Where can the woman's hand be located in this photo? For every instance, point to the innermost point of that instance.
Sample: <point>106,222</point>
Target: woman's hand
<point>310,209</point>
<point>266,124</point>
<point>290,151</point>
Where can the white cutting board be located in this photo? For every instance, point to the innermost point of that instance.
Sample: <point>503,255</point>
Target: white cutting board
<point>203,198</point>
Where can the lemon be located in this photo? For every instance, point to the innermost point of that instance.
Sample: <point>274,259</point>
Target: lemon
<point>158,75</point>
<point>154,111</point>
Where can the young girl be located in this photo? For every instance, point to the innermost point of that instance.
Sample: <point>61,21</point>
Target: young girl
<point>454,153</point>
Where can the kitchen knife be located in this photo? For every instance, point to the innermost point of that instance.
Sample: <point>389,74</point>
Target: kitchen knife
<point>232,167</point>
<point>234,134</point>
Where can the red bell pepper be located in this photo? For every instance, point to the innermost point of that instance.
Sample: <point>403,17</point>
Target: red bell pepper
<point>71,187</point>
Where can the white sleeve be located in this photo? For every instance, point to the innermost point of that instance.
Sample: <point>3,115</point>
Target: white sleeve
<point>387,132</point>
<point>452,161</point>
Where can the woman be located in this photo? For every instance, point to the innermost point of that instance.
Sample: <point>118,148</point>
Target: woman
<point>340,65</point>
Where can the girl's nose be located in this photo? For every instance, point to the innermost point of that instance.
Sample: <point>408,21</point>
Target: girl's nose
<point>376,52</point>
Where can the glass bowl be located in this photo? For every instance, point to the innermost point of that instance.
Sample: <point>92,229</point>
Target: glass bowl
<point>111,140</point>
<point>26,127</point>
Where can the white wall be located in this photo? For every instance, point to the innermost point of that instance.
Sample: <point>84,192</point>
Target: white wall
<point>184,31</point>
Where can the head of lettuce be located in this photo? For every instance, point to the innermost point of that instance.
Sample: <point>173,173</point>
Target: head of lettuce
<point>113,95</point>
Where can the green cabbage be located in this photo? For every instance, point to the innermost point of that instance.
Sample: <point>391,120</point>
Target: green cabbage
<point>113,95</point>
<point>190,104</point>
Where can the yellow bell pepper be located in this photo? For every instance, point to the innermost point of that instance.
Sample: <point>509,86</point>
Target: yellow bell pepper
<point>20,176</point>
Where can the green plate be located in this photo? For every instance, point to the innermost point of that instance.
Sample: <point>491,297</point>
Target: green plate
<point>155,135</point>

☆ ☆ ☆

▸ **ASSIGNMENT**
Give back the complete data, each line unchanged.

▸ **OUTPUT OF THE EXERCISE**
Where can the woman's hand be located in this photo? For every instance, point to the innermost point of that instance.
Sample: <point>106,222</point>
Target: woman's hand
<point>310,209</point>
<point>266,124</point>
<point>290,151</point>
Where can the white cutting board be located in this photo? For every instance, point to the innermost point of that instance.
Sample: <point>503,255</point>
Target: white cutting board
<point>203,198</point>
Where can the lemon be located in this photo? For every instance, point to the innermost point of that instance.
Sample: <point>274,259</point>
Target: lemon
<point>158,75</point>
<point>154,111</point>
Where can the young girl be located in this photo? For every instance, point to the innermost point of that instance.
Sample: <point>61,21</point>
Target: young girl
<point>454,153</point>
Where can the kitchen knife be located in this photo? For every instance, point to the innermost point of that instance.
Sample: <point>389,74</point>
Target: kitchen knife
<point>232,167</point>
<point>234,134</point>
Where can the red bell pepper be located in this photo? For every instance, point to the innermost point of that instance.
Sample: <point>403,17</point>
Target: red bell pepper
<point>71,187</point>
Where can the white sleeve be located in this photo? For every instance, point to the innermost point of that instance.
Sample: <point>3,115</point>
Target: white sleeve
<point>387,132</point>
<point>452,161</point>
Where can the woman be located in this photo? For every instance, point to the innermost point of that instance.
Sample: <point>118,148</point>
Target: woman
<point>340,65</point>
Where can the girl's nose be located in this photo? For every instance, point to the innermost point of that instance.
Sample: <point>408,21</point>
Target: girl's nose
<point>376,52</point>
Where can the glass bowl be located in this photo? For every instance, point to the innermost point of that instance.
Sample: <point>92,229</point>
Target: glass bowl
<point>111,140</point>
<point>26,127</point>
Where can the white wall be located in this photo? For every instance, point to the innermost point of that instance.
Sample: <point>84,192</point>
Target: white wall
<point>184,31</point>
Where can the head of lettuce be located in this photo? For every instance, point to the innermost point of that instance.
Sample: <point>173,173</point>
Target: head of lettuce
<point>113,95</point>
Where can the green cabbage be located in this photo? For every instance, point to the innermost point of that instance.
Sample: <point>391,120</point>
Target: green cabbage
<point>113,95</point>
<point>190,104</point>
Where can the yellow bell pepper be located in this photo? For every instance, point to the innermost point of that instance.
Sample: <point>509,86</point>
Target: yellow bell pepper
<point>20,176</point>
Where can the green plate be located in this photo? For every instance, point to the innermost point of that instance.
Sample: <point>491,297</point>
Target: green plate
<point>155,135</point>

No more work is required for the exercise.